*To be done*.
a. In the forum post about a Perl script's memory use, how much local disk space does the writer have, and where?
b. Continue the forum post about a Perl script's memory use, picking up after its final sentence.

I half expected a "not another guy
blaming memory not freeing" type response.
There were a number of replies and it
would be impracticle to reply to each so at the risk of breaking the
threading, I have gathered all my responses here.
Generally I've repeated a summary of a
suggestion followed by my response.
Now if I can sort out the
formatting....
Post the code:
There is about 1000 lines and (almost
by definition) I'm not sure which sections to post.
Posting the lot might be asking a lot
of your collective patience.
Rerun on a local disk.
I can get the code onto a local disk
and run it.
I only have 5 G locally (on /tmp) and I
have about 0.5T of log files. I'll try to get a fragment of the log
files on to /tmp and rerun.
I'm not forking.
Only 2 zombies after, not sure before
I'll rerun and see how many after another run, but this is after
several runs.
The script ends normally, not with ^C.
It prints a message right near the end and closes the output file
correctly (I think!). I often run it in background ^Z, (followed by
"bg") but not always. No evidence of it with ps -aux
Free memory isn't decreasing just
fragmenting.
I don't know. I'm using vmstat as I
described. Is there a better way to assess free memory. It seems to
agree with the header in "top"
Am I using "shared name memory"
Not as far as I know, I'm letting perl
handle everything in that regard. I just keep adding elements to my
hash, sometimes I store it and retrieve a new one. In between I undef
the hash name. Don't know if that is necessary or helps. Also I open
a lot of files and read from them, I only write to 1 or 2 files. I'm
pretty sure I'm closing all the files that I open (which I wasn't a
while ago).

(Extracted records)
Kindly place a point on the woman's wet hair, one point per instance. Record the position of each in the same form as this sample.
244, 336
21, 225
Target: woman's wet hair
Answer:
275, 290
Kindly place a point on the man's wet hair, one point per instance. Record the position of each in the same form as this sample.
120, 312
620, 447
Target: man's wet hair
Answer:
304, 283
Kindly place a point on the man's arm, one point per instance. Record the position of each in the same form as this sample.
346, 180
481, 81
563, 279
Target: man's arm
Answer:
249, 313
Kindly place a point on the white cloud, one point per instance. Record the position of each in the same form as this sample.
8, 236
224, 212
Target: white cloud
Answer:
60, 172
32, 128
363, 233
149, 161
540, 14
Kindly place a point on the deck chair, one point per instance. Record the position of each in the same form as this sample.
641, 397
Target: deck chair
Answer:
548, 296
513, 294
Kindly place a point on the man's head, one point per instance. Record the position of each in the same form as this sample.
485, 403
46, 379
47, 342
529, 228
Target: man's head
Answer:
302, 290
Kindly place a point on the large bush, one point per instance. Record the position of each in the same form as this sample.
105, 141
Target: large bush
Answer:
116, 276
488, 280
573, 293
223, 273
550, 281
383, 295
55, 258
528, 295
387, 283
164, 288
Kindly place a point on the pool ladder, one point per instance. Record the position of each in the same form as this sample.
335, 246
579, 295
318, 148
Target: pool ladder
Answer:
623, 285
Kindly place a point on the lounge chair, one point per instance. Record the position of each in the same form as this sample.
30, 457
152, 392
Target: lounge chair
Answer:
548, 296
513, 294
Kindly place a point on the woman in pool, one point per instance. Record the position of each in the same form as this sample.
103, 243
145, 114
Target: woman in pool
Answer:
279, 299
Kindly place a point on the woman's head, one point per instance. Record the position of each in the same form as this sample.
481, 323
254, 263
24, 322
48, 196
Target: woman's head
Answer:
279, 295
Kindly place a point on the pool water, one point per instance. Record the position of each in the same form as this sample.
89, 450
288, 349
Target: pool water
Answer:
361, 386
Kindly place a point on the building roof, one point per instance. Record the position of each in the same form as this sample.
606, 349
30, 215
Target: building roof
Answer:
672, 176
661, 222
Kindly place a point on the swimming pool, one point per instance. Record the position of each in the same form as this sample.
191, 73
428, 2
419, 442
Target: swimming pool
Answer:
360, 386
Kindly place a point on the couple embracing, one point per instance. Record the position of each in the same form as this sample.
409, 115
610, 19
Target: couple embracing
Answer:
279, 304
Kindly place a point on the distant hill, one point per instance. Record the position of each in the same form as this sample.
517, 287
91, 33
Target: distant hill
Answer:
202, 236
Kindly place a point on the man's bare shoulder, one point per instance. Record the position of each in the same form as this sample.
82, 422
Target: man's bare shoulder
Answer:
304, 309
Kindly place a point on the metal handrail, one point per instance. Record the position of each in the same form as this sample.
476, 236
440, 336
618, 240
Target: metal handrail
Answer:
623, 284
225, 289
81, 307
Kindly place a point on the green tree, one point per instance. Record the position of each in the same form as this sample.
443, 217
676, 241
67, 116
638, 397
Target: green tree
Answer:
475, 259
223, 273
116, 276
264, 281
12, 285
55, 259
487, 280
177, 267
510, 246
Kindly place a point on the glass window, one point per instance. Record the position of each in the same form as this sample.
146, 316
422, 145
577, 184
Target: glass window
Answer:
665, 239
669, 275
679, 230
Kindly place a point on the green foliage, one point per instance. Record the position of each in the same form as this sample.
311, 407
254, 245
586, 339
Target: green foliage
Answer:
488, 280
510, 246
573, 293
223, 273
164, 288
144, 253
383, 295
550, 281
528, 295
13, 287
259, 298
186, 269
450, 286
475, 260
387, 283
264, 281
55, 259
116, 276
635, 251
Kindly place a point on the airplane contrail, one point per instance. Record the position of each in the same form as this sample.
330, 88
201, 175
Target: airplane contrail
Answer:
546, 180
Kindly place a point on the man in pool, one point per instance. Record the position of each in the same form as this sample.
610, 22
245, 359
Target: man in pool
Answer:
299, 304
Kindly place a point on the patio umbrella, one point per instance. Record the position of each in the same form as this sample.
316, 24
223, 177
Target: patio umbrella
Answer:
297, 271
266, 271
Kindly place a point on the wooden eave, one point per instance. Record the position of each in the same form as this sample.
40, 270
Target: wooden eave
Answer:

*Outputs*.
a. About 5 G, on /tmp.

b.
Am I storing data on /tmp.
I'm not storing data on /tmp but I do
send the STDOUT of the programme to a log file on /tmp.
I don't know if the nature of the /tmp
filesystem,
$ df -k .
Filesystem kbytes used
avail capacity Mounted on
swap 7077352 1652448
5424904 24% /tmp
Does that mean that it is of type
"swap"? Sorry for my ignorance.
run perl -E"$x='x' x 2**31 to
flush memory from cache
If I put it in a file and run, I can
run **29, if I try **30 I get:
panic: string extend at
./999-workHard.pl line 2.
**29 takes about 4 seconds.
If I run it from the command line:
/usr/bin/perl -e"$x='x' x 2**29"
syntax error at -e line 1, near "="
Execution of -e aborted due to
compilation errors.
I don't know how to fix either the
limit of **29 or the compilation error when running from command
line.
I have no background jobs running.
ps -au username
1 defunct process. No indication of
process size.
The name of the programme I'm running
isn't in the list.
no ramdisks on this machine
So I wrote the OP yesterday and when I
log on today the "free" in top and vmstat has increased,
(from ~500m to 2.6G) so maybe it is just the file cache being
released over time.
Can someone help me with the "$x='x'
x 2**31" thing?
This seems like the most promising answer or is it a red-herring?
On a completely separate note, how to I
do the formatting sensibly.
Thanks again to everybody.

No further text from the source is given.